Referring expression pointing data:
>>>>>

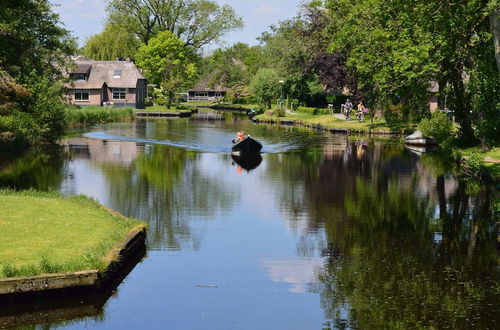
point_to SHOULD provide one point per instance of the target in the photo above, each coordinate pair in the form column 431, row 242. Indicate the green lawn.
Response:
column 491, row 157
column 159, row 108
column 47, row 233
column 330, row 121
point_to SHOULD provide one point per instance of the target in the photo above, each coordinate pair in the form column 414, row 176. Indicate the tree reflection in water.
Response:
column 164, row 187
column 405, row 247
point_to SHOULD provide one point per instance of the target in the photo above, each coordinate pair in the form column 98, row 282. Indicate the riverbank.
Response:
column 334, row 124
column 45, row 233
column 91, row 115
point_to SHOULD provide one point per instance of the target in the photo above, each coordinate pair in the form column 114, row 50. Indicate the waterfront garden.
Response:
column 336, row 222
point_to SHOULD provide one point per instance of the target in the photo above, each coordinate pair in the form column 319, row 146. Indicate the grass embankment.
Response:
column 491, row 159
column 91, row 115
column 45, row 233
column 221, row 105
column 331, row 122
column 158, row 108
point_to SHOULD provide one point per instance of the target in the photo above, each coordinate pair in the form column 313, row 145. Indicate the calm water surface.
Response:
column 322, row 232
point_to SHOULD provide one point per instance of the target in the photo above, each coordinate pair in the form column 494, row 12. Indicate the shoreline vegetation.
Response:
column 46, row 233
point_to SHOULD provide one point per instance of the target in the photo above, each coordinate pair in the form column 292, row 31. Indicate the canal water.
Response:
column 322, row 231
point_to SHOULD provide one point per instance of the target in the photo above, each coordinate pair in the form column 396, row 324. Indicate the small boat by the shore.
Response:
column 418, row 139
column 247, row 146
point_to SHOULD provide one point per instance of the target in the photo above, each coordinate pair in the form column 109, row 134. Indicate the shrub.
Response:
column 313, row 111
column 96, row 115
column 245, row 100
column 439, row 127
column 394, row 113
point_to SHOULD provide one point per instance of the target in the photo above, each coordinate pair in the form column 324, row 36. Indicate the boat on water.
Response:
column 418, row 139
column 247, row 146
column 247, row 161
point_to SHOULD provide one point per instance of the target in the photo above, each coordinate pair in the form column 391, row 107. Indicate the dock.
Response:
column 163, row 114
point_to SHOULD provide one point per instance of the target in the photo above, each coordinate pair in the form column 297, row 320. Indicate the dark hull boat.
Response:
column 247, row 161
column 247, row 146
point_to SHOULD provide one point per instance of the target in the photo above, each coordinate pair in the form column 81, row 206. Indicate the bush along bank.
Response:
column 87, row 116
column 46, row 234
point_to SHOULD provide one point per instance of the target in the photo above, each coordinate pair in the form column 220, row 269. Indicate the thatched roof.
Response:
column 204, row 85
column 100, row 72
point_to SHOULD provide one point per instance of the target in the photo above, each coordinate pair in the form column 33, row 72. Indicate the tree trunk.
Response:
column 461, row 104
column 495, row 29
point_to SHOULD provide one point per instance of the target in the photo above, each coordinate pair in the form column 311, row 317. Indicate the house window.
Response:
column 82, row 95
column 79, row 77
column 119, row 93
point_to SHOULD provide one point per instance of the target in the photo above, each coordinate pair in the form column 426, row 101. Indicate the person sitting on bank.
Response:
column 239, row 137
column 347, row 108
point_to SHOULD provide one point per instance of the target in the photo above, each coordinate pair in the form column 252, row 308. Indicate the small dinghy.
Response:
column 247, row 146
column 418, row 139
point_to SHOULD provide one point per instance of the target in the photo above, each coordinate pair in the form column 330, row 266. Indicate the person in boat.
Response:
column 239, row 137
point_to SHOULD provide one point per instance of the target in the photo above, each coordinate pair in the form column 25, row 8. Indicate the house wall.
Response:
column 433, row 103
column 94, row 97
column 129, row 101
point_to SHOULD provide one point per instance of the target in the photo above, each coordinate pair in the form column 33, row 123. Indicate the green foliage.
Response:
column 83, row 232
column 114, row 41
column 33, row 49
column 87, row 116
column 196, row 22
column 439, row 127
column 472, row 164
column 394, row 113
column 40, row 118
column 265, row 86
column 313, row 111
column 166, row 63
column 31, row 38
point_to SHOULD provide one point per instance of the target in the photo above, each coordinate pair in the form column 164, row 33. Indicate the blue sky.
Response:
column 86, row 17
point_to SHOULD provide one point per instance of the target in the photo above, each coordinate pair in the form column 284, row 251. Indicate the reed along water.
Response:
column 321, row 231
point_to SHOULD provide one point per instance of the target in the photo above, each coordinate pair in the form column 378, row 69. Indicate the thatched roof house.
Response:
column 119, row 83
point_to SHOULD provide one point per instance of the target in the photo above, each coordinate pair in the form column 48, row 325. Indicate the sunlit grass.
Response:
column 92, row 115
column 330, row 121
column 46, row 233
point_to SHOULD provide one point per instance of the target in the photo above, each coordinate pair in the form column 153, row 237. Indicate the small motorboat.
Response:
column 418, row 139
column 247, row 161
column 247, row 146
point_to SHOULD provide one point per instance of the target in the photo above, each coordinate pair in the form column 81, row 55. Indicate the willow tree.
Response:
column 196, row 22
column 166, row 62
column 113, row 42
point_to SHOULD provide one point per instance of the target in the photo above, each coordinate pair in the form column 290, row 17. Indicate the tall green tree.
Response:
column 166, row 62
column 113, row 42
column 265, row 86
column 33, row 51
column 196, row 22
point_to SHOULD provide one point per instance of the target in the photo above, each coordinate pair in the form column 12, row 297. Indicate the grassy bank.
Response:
column 159, row 108
column 78, row 117
column 491, row 159
column 46, row 233
column 331, row 122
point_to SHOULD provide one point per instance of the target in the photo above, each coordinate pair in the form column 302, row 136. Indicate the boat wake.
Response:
column 190, row 145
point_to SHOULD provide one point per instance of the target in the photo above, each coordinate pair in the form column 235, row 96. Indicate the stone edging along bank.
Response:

<<<<<

Exercise requirements> Exactly reproduce each entry, but drop the pictures.

Task solution>
point_to SHOULD provide one point per instance of the target in the photo above, each coordinate pair in the form column 431, row 242. Indicate the green lawn.
Response:
column 491, row 157
column 159, row 108
column 47, row 233
column 330, row 121
point_to SHOULD provide one point per instance of the target in the photo above, each coordinate pair in the form column 414, row 176. Indicate the tree reflection in water.
Response:
column 164, row 187
column 405, row 247
point_to SHOULD provide one point per instance of the target in the photo above, each coordinate pair in the form column 98, row 282. Indicate the riverbank.
Response:
column 334, row 124
column 45, row 233
column 91, row 115
point_to SHOULD provide one point per instance of the target in the photo above, each coordinate pair in the form column 114, row 50. Indicate the waterfront garden.
Response:
column 336, row 222
point_to SHOULD provide one point per instance of the target in the photo above, each coordinate pair in the form column 319, row 146. Indicate the grass embankment.
Response:
column 491, row 159
column 91, row 115
column 45, row 233
column 221, row 105
column 331, row 122
column 158, row 108
point_to SHOULD provide one point per instance of the target in the photo above, each coordinate pair in the form column 313, row 145. Indicate the calm water surface.
Response:
column 322, row 232
point_to SHOULD provide one point per instance of the target in the photo above, each coordinate pair in the form column 494, row 12. Indicate the shoreline vegetation.
Response:
column 46, row 233
point_to SHOULD provide one point per instance of the target in the photo above, each coordinate pair in the form column 292, row 31. Indicate the canal water.
Response:
column 322, row 231
point_to SHOULD provide one point per instance of the target in the photo above, each coordinate pair in the form column 396, row 324. Indicate the small boat by the shore.
Response:
column 418, row 139
column 247, row 146
point_to SHOULD provide one point per instance of the target in the photo above, each coordinate pair in the form column 109, row 134. Indicate the shrub.
Response:
column 313, row 111
column 96, row 115
column 245, row 100
column 439, row 127
column 394, row 113
point_to SHOULD provide one point per instance of the target in the photo above, each coordinate pair in the form column 324, row 36. Indicate the boat on water.
Response:
column 418, row 139
column 247, row 146
column 247, row 161
point_to SHOULD provide one point per instance of the target in the photo above, each coordinate pair in the form column 391, row 107. Indicate the dock.
Response:
column 163, row 114
point_to SHOULD provide one point per instance of the target in the photo above, each coordinate pair in the form column 297, row 320. Indicate the dark hull boat.
Response:
column 247, row 161
column 247, row 146
point_to SHOULD provide one point per instance of the target in the photo above, each coordinate pair in the form column 81, row 206. Indicate the bush along bank.
Response:
column 87, row 116
column 46, row 234
point_to SHOULD provide one point per instance of the target in the photo above, each coordinate pair in the form column 220, row 269. Indicate the thatched roof.
Response:
column 204, row 85
column 100, row 72
point_to SHOULD provide one point per instance of the target in the photo above, each coordinate pair in the form column 33, row 72. Indicate the tree trunk.
Response:
column 461, row 104
column 495, row 29
point_to SHOULD provide one point per instance of the target in the photo above, each coordinate pair in the form column 311, row 317. Indicate the house window.
Response:
column 82, row 95
column 79, row 77
column 119, row 93
point_to SHOULD provide one point per instance of the target in the photo above, each coordinate pair in the form column 426, row 101. Indicate the person sitting on bank.
Response:
column 239, row 137
column 347, row 108
point_to SHOULD provide one point per instance of the target in the photo above, each coordinate pair in the form column 252, row 308. Indicate the small dinghy.
Response:
column 247, row 146
column 418, row 139
point_to SHOULD provide one point per instance of the target in the photo above, each coordinate pair in the form column 330, row 266. Indicate the person in boat.
Response:
column 239, row 137
point_to SHOULD provide one point per instance of the target in the photo above, each coordinate pair in the form column 25, row 8. Indicate the house wall.
Response:
column 433, row 103
column 94, row 97
column 129, row 101
point_to SHOULD provide one point per instance of the target in the photo above, each coordinate pair in the form column 33, row 123. Indicate the green foliage.
Response:
column 83, row 232
column 114, row 41
column 33, row 49
column 87, row 116
column 196, row 22
column 439, row 127
column 472, row 164
column 394, row 113
column 40, row 118
column 265, row 86
column 313, row 111
column 166, row 63
column 31, row 38
point_to SHOULD provide one point per instance of the target in the photo above, each coordinate pair in the form column 164, row 33. Indicate the blue sky.
Response:
column 86, row 17
point_to SHOULD provide one point per instance of the target in the photo above, each coordinate pair in the form column 284, row 251. Indicate the reed along water.
Response:
column 321, row 231
point_to SHOULD provide one point per instance of the target in the photo above, each coordinate pair in the form column 378, row 69. Indicate the thatched roof house.
Response:
column 119, row 83
point_to SHOULD provide one point per instance of the target in the photo above, each coordinate pair in the form column 48, row 325. Indicate the sunlit grass.
Response:
column 92, row 115
column 330, row 121
column 46, row 233
point_to SHOULD provide one point per instance of the target in the photo above, each coordinate pair in the form column 153, row 237. Indicate the small motorboat.
Response:
column 418, row 139
column 247, row 161
column 247, row 146
point_to SHOULD provide one point per instance of the target in the photo above, each coordinate pair in the form column 81, row 55. Indicate the willow tree.
Response:
column 196, row 22
column 166, row 62
column 113, row 42
point_to SHOULD provide one point per instance of the target in the photo above, each coordinate pair in the form column 290, row 17. Indicate the tall green tree.
Response:
column 166, row 62
column 113, row 42
column 265, row 86
column 33, row 51
column 196, row 22
point_to SHOULD provide one point per instance of the target in the photo above, each coordinate pair in the form column 12, row 297. Indicate the grassy bank.
Response:
column 159, row 108
column 78, row 117
column 491, row 159
column 46, row 233
column 331, row 122
point_to SHOULD provide one point per instance of the target in the photo above, each coordinate pair in the form column 302, row 136. Indicate the boat wake.
Response:
column 190, row 145
point_to SHOULD provide one point per instance of the target in the photo above, each coordinate pair in the form column 235, row 96. Indicate the stone edging along bank.
Response:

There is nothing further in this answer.